### Task goal
Only a number is wanted here: the number of lines of the data that include "below".
*** Opening Records for the exercise ***
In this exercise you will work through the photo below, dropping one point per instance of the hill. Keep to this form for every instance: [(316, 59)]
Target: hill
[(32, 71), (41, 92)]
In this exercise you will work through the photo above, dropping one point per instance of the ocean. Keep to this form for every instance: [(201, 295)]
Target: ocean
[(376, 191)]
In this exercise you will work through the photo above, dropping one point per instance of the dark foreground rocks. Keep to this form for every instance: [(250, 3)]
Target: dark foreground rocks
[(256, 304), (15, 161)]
*** Closing Records for the exercise ***
*** Opening Records for the exercise ***
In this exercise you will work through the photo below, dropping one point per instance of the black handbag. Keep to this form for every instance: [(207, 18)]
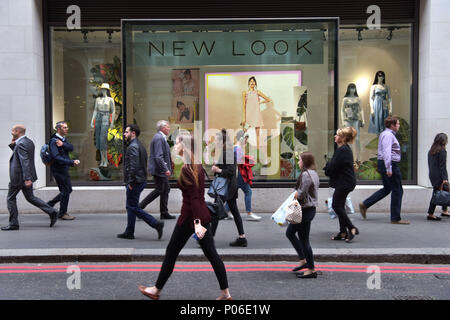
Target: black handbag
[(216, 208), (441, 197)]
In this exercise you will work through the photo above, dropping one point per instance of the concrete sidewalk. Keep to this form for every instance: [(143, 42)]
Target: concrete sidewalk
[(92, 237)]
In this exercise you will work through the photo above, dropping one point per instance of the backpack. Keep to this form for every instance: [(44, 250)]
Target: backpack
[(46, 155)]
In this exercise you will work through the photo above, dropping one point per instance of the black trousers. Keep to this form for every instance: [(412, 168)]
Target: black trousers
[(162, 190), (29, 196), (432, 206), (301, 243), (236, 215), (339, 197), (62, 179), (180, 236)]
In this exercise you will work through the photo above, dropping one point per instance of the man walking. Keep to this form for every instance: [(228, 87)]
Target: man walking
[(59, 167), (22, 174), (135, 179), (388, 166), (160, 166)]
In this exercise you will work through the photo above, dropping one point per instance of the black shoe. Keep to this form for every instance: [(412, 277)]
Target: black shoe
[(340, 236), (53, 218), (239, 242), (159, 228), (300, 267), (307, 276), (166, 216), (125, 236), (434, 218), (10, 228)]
*** Closing Records for the exercise ***
### Solution
2